Perbedaan Dunia Perfilman Sebelum Era Digital Dan Saat Era Digital

Hasil gambar untuk sejarah perfilman
Tentang Perbedaan Dunia Perfilman Sebelum Era Digital Dan Saat Era Digital

Dunia Perfilman Sebelum Era Digital
Sebelum ditemukannya kamera digital, para filmmaker menggunakan kamera seluloid sebagai medium untuk memvisualisasikan skenarionya. Kamera film (begitu tipe kamera ini banyak disebut) merupakan kamera yang menggunakan bahan dasar (pita) seluloid berukuran 8mm, 16mm, 35mm, dan 70mm yang disesuaikan dengan tipe kamera itu sendiri. Kebanyakan filmmaker menggunakan kamera 35mm karena ukuran tersebut menghasilkan gambar yang pas untuk konsumsi layar lebar. Sayangnya, kamera film dibanderol mahal, harga sewanya pun sangat tinggi. Hal tersebut kerap membatasi para filmmaker dengan bujet yang minim untuk memproduksi film.


Seorang sutradara film, George Lucas, mengatakan bahwa film yang berkembang pada abad ke 19 adalah hasil perkembangan fotografi yang menggunakan pita seluloid yang befungsi untuk menangkap dan merekam gambar. Kemudian sekitar abad ke-20an teknologi digital telah menemukan pengganti pita seluloid itu untuk menampilkan cara penggarapan baru untuk dunia film (bioskop) yaitu bioskop digital(cinema digital. Pengertian dari digital cinema adalah sebuah system yang lengkap dimana meliputi seluruh rantai produksi film dari akuisisi yang berhubungan dengan kamera digital. Dalam 20 tahun terakhir ini, teknologi digital, teknik dan estetika visual memiliki pengaruh yang besar pada setiap tahap pembuatan film dan proses pendistribusiannya.

DATA YANG DIBERIKAN =>
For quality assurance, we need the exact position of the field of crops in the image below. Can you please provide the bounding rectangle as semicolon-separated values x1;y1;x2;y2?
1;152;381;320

DAFTAR TUGAS =>
**1)** Ukuran pita seluloid apa saja yang disebutkan dalam teks sumber?
**2)** Tuliskan kembali tanpa perubahan bagian teks sumber yang dimulai dari "Seorang sutradara film, George" dan berakhir pada "dan proses pendistribusiannya.".
Kerjakan semuanya hanya dengan berpegang pada teks sumber.

JAWABAN =>
**1)** 8mm, 16mm, 35mm, dan 70mm

**2)**
Seorang sutradara film, George Lucas, mengatakan bahwa film yang berkembang pada abad ke 19 adalah hasil perkembangan fotografi yang menggunakan pita seluloid yang befungsi untuk menangkap dan merekam gambar. Kemudian sekitar abad ke-20an teknologi digital telah menemukan pengganti pita seluloid itu untuk menampilkan cara penggarapan baru untuk dunia film (bioskop) yaitu bioskop digital(cinema digital. Pengertian dari digital cinema adalah sebuah system yang lengkap dimana meliputi seluruh rantai produksi film dari akuisisi yang berhubungan dengan kamera digital. Dalam 20 tahun terakhir ini, teknologi digital, teknik dan estetika visual memiliki pengaruh yang besar pada setiap tahap pembuatan film dan proses pendistribusiannya.